BRIEF.
Please reproduce every one of the following rows word for word.

+++ INFORMATION SUPPLIED

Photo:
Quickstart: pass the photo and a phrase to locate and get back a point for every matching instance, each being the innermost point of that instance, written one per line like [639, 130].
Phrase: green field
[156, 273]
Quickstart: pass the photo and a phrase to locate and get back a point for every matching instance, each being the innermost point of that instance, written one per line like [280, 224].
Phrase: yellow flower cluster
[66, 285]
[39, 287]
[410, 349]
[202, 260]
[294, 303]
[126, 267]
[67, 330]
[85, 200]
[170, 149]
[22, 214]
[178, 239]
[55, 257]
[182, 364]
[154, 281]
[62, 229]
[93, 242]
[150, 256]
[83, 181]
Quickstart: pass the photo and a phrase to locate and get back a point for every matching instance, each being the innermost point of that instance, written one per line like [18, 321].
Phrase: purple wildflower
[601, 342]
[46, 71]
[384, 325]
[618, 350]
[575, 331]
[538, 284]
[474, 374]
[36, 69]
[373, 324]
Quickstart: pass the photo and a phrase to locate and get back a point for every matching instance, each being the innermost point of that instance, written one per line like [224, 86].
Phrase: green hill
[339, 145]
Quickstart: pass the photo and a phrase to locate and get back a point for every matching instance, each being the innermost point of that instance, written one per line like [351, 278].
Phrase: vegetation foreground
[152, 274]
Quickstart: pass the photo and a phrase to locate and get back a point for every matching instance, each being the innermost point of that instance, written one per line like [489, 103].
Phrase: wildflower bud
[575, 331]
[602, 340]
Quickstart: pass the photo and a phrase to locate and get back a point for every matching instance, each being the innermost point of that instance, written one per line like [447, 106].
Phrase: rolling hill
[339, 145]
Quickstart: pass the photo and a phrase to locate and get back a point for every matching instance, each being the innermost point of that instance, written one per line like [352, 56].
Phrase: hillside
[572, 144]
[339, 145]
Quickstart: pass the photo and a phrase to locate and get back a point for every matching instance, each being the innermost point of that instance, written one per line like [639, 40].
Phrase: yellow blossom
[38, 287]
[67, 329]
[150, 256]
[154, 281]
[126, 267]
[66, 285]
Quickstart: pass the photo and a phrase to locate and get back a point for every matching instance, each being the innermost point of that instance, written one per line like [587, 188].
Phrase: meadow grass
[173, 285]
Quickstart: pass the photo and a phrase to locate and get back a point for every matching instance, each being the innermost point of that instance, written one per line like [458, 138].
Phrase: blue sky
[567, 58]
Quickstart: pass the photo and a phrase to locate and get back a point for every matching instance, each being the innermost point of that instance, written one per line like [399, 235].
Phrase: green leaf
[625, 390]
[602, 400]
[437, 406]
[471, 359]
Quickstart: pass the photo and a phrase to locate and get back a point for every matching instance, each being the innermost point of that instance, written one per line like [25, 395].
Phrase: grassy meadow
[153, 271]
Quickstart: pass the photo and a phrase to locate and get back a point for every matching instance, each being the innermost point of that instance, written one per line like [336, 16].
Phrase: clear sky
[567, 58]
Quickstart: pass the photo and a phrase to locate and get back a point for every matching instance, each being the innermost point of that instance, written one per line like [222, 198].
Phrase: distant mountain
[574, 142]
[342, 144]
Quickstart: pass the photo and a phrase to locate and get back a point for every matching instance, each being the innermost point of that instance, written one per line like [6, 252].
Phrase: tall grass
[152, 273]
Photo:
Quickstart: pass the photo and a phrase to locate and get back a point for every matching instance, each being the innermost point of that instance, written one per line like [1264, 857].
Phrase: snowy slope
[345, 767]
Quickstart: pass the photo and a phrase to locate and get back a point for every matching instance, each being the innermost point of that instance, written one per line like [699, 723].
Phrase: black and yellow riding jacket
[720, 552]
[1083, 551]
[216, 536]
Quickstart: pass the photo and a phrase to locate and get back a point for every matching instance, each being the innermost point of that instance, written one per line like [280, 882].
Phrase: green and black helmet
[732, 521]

++++++

ANSWER FOR THIS EXERCISE.
Photo:
Quickstart: pass the photo and a phrase to locate and get back a point for every matching instance, each being the innermost point of that instance, written one per line like [639, 130].
Phrase: green field
[156, 273]
Quickstart: pass the photo and a phrase to locate and get back a point for every matching instance, each being the innermost point of that instance, written one per line like [280, 224].
Phrase: yellow flower cluster
[66, 285]
[39, 287]
[410, 349]
[202, 260]
[294, 303]
[126, 267]
[67, 330]
[85, 200]
[170, 149]
[22, 214]
[178, 239]
[55, 257]
[182, 364]
[154, 281]
[62, 229]
[93, 242]
[150, 256]
[83, 181]
Quickstart: pass the photo and a phrase to locate and get back a point for every matching instance, each being the innermost point of that instance, written one per line like [18, 321].
Phrase: purple wildflower
[601, 342]
[46, 71]
[384, 325]
[618, 350]
[575, 331]
[538, 284]
[474, 374]
[36, 69]
[373, 324]
Quickstart: pass the photo and a phrase to locate and get back a point for every matching instance, each being the innermost point of that instance, written one per line like [224, 86].
Phrase: green hill
[339, 145]
Quickstart: pass the photo and a phrase to locate and get back a point for every matching instance, each being the innermost point of that instance, written one per line like [351, 278].
Phrase: vegetation foreground
[152, 274]
Quickstart: pass the photo and a phrase to locate and get back a point for every matching instance, each being the innermost point of that instance, written one per line like [489, 103].
Phrase: wildflower bud
[575, 331]
[602, 340]
Quickstart: pass the photo and a phrase to locate and get back a point for every matching instance, each being the innermost point of that instance, written one per line like [447, 106].
Phrase: rolling hill
[339, 145]
Quickstart: pass the photo and a phrase to locate and get back a point for every matching instance, each being the innermost point of that instance, written one per line like [352, 56].
Phrase: hillside
[572, 144]
[339, 145]
Quickstart: pass the photo and a phrase to locate and get back a point for every matching instance, each being the innermost point of that instance, written one per line like [639, 40].
Phrase: yellow blossom
[38, 287]
[67, 329]
[150, 256]
[154, 281]
[126, 267]
[66, 285]
Quickstart: pass the photo and a phrase to locate and get back a point for every matching instance, each being the innermost point of that instance, written one per line like [587, 188].
Phrase: meadow grass
[173, 285]
Quickstart: pass the photo and a phrase to locate and get back a point for every matching instance, each being the innermost point of that instance, written one per line like [458, 138].
Phrase: blue sky
[567, 58]
Quickstart: pass the photo and a phrase to locate and get back a point for every matching instance, each being the innermost point of that instance, written one per line like [399, 235].
Phrase: green leaf
[625, 390]
[602, 400]
[437, 406]
[471, 359]
Quickstart: pass the photo and a phrase to locate and get back a point for every matching instance, each being the innermost point of that instance, written one per line like [25, 395].
Phrase: grassy meadow
[153, 271]
Quickstart: pass the photo and a phrase to locate and get back a point for every matching instance, each being the innermost point of that instance, written one per line like [336, 16].
Phrase: clear sky
[567, 58]
Quickstart: pass the photo and a phrase to locate and get back a point for every matching instance, each being the innermost point of that instance, written one per line like [222, 198].
Phrase: distant mountain
[574, 142]
[342, 144]
Quickstart: pass the photo and a phrase to locate and get back a point for every matching instance, each being the innermost point of that instance, written one per line like [6, 252].
Phrase: tall grass
[152, 273]
Photo:
Quickstart: pass the photo and a phrase to locate and get back a point for every matching instance, each being the innermost point of that instance, written one per line like [1264, 857].
Phrase: snowy slope
[345, 767]
Quickstart: pass the photo and a phrase to locate and get back a point for every matching instance, each being the innermost point of that instance, written one per line like [699, 723].
Phrase: black and yellow riding jacket
[720, 552]
[1083, 551]
[216, 536]
Quickstart: pass the photo and a phrase to locate and get back a point for every matching instance, each being the innermost point of that instance, written one per line like [280, 882].
Phrase: green and black helmet
[732, 521]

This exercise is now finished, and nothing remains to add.